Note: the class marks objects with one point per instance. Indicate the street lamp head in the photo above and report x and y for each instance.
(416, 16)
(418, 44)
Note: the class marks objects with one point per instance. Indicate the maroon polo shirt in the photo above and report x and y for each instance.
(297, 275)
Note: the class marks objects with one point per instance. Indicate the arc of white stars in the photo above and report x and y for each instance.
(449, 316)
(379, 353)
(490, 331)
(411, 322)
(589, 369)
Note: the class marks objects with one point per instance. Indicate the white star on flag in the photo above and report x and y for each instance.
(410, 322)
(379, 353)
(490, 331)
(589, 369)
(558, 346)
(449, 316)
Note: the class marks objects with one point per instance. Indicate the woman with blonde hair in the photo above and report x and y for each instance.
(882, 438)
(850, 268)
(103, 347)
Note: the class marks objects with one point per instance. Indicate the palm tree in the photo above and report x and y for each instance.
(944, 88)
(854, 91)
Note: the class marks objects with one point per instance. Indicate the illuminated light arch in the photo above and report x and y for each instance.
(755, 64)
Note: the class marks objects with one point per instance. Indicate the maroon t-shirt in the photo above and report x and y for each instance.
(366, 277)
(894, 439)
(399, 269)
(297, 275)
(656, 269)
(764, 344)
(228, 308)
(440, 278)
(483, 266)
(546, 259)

[Task directions]
Please copy all of the records above word for word, keeping every line as it stands.

[Answer]
Note: the class marks objects with one point per instance. Indicate the street lamp head in the photo above and report x and y for each instance.
(416, 16)
(418, 44)
Note: the class marks objects with one point per instance. Indicate the maroon polo shirt in the photo above and report x and y for each instance.
(297, 275)
Note: the class marks objects with one point per instance. Indicate the arc of white stars in the photo above and report x and y for each instance.
(449, 316)
(379, 353)
(490, 331)
(411, 322)
(589, 369)
Note: the class marks objects with one point per instance. Indicate the white star on flag in the photo above and report x and y for each instance.
(410, 322)
(379, 353)
(490, 331)
(589, 369)
(558, 346)
(449, 316)
Note: the class marks objects with one point per instance. Indicate the woman with blonde hair in the photo above and report x and y for each instance.
(882, 438)
(850, 268)
(103, 347)
Note: the class marks objects with one point per instance. Indicate the palm tree in the photo above and report x and y for each instance.
(944, 88)
(854, 91)
Note: the class marks objects with one point per instance. Indicate the illuminated light arch in the photo above and report x and y for each instance.
(755, 64)
Note: the class marks objects with one point per instance. Indicate the maroon t-shirt in the photo above and report x and y for each instance.
(366, 277)
(894, 439)
(399, 269)
(297, 275)
(656, 269)
(764, 344)
(228, 308)
(440, 278)
(483, 266)
(546, 259)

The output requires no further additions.